--- EXERCISE AIM ---
Revise the stretch of the echocardiography abstract from "In echocardiography, many" through "cardiac ultrasound images.", replacing "time-consuming" with "labor-intensive".

--- DOCUMENT SECTION ---
Abstract
Cardiac ultrasound imaging, also known as echocardiography, is one of the main tools to diagnose heart disease, due to its availability, affordability, ability to provide real-time results, and absence of ionizing radiation. However, echocardiography is challenging and requires a lot of practice to master, both in terms of scanning and in terms of interpreting the images. There is a growing shortage of clinicians in echocardiography, which is expected to worsen in the current decade. Automated analysis of cardiac ultrasound images can help clinicians diagnose heart disease more efficiently and guide non-experts.
In echocardiography, many time-consuming measurements are performed on different views of the heart to provide quantitative information for diagnosis and follow-up of patients. Deep learning and artificial intelligence (AI) tools can play a crucial role in these echocardiography challenges by enabling fast, reproducible and accurate interpretation of cardiac ultrasound images.
Despite advances in AI, its adoption in echocardiography faces challenges such as limited data, varying image quality, and lack of ground truth and expert consensus, which affects generalisability and reliability. The overall goal of this work was to investigate techniques to make deep learning tools for echocardiography more robust. Specifically, the work provides contributions to dealing with three different challenges. The first contribution is a method for detecting failing cases of deep learning based segmentation models. The study demonstrates that failures in segmentation models can be identified using a secondary model specifically designed to prevent anatomical errors. The second contribution is a method for automatically estimating the image quality of different regions of the heart. Different methods were tested and the results showed that higher quality images correlate with tighter limits of agreement between automated and manual clinical measurements. Finally, the last contribution provides a technique to deal with limited available annotated data for segmentation models using a generative diffusion model. The work shows how generative augmentations can improve the robustness and generalisability of segmentation models.

--- DATA SEGMENT ---
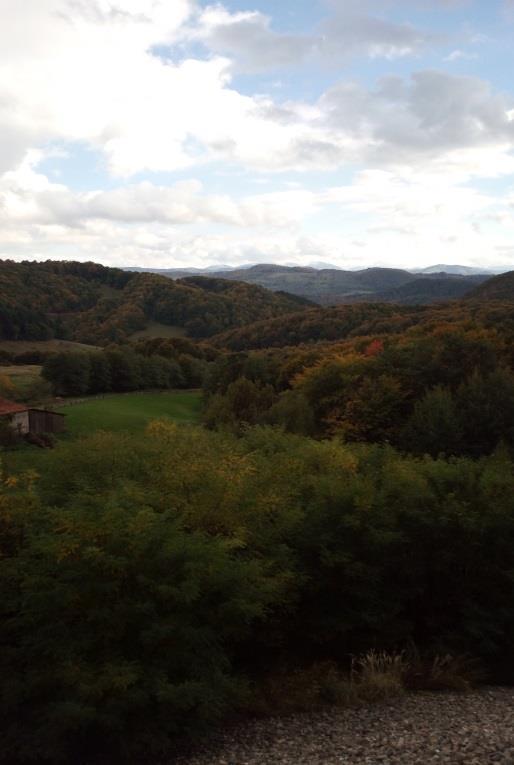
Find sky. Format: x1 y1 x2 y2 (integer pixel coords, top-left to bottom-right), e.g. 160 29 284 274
0 0 514 269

--- PROBLEM SOLUTION ---
In echocardiography, many labor-intensive measurements are performed on different views of the heart to provide quantitative information for diagnosis and follow-up of patients. Deep learning and artificial intelligence (AI) tools can play a crucial role in these echocardiography challenges by enabling fast, reproducible and accurate interpretation of cardiac ultrasound images.